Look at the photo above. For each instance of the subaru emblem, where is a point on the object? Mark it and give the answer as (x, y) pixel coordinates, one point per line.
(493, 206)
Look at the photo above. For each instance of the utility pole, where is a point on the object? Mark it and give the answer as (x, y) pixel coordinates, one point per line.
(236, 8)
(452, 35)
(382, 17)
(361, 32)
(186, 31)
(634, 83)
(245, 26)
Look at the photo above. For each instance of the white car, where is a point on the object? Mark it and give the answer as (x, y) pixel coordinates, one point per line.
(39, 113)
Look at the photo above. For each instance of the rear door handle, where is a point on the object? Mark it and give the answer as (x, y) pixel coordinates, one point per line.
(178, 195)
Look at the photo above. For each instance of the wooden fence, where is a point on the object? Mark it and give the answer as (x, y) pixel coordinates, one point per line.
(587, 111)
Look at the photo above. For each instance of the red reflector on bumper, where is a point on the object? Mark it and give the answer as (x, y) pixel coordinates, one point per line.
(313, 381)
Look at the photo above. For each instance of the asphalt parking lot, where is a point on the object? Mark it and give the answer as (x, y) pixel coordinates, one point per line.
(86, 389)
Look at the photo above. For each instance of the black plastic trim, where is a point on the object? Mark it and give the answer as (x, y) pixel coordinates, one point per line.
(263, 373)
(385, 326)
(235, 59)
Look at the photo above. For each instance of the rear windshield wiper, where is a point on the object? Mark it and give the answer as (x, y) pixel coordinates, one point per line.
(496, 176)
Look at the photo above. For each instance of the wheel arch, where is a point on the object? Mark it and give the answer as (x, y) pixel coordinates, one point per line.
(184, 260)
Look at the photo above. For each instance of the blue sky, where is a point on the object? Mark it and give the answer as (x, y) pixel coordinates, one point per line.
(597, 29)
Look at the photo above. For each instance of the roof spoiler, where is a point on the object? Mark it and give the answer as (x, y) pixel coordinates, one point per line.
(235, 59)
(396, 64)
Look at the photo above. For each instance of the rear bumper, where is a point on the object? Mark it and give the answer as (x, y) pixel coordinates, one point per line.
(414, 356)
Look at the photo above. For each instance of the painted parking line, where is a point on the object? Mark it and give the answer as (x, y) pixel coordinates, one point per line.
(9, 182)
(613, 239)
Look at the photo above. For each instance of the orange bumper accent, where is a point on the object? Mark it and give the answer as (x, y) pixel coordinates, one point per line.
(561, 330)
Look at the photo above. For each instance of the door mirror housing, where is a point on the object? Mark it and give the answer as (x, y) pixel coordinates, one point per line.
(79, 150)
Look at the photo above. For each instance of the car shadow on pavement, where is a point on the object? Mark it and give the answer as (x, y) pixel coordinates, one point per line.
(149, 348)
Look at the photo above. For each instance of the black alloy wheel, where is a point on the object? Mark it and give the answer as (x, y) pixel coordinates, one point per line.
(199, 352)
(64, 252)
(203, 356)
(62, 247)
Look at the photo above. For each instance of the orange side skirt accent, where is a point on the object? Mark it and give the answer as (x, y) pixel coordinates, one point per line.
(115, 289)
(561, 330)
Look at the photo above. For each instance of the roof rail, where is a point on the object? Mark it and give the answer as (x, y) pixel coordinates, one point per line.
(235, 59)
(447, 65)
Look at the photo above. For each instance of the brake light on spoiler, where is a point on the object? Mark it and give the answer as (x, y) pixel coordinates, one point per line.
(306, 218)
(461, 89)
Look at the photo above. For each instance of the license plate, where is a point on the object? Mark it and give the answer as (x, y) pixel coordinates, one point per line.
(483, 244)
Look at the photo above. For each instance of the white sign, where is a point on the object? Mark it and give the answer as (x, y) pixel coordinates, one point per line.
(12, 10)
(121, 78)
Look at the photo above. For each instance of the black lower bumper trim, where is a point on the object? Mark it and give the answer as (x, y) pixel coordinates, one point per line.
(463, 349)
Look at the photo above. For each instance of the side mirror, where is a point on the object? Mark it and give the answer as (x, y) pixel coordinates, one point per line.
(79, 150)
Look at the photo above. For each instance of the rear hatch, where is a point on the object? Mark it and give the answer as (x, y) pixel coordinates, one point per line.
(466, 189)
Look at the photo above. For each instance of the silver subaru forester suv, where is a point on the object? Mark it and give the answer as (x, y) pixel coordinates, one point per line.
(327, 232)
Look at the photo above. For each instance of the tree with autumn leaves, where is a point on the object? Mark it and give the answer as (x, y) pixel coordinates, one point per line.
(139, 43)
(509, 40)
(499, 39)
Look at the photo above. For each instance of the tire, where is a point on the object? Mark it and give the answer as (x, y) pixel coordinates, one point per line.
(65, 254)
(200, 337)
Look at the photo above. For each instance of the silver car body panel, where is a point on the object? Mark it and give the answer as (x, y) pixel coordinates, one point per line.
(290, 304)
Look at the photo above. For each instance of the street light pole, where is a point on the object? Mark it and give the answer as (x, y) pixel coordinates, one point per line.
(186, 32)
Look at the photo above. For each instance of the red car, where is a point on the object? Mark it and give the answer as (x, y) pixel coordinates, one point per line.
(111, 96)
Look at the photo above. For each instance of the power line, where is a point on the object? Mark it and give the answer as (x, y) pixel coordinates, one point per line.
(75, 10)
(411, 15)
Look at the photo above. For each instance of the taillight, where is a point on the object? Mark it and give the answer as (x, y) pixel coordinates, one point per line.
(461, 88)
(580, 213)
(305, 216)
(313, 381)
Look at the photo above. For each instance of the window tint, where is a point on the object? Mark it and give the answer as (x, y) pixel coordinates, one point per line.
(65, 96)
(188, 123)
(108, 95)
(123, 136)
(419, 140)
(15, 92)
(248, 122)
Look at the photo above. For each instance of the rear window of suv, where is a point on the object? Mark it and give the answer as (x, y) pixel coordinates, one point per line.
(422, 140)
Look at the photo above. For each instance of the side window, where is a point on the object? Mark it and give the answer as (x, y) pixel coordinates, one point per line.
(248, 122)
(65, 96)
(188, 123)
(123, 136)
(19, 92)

> **TASK DESCRIPTION**: Can you copy out the records word for word, from the line containing "Look at the photo above. For each instance of the window" through the final line of the records, with both of those lines included?

> **COMPLETE ANSWER**:
Look at the photo above. For each instance of the window tint, where is a point on the object? Mark it and give the answer as (x, y) pixel coordinates, one point per line.
(65, 96)
(188, 123)
(108, 95)
(123, 136)
(419, 140)
(15, 92)
(248, 122)
Look at the photo above. For each instance of the rear window of suv, where is a point on the object? Mark it and give the answer as (x, y) pixel coordinates, one point per line.
(422, 140)
Look at the photo above. For each instance of the side window, where is a point on the object? Mark it and give the answer as (x, y) pixel coordinates, one point per line.
(248, 122)
(65, 96)
(188, 123)
(123, 136)
(19, 92)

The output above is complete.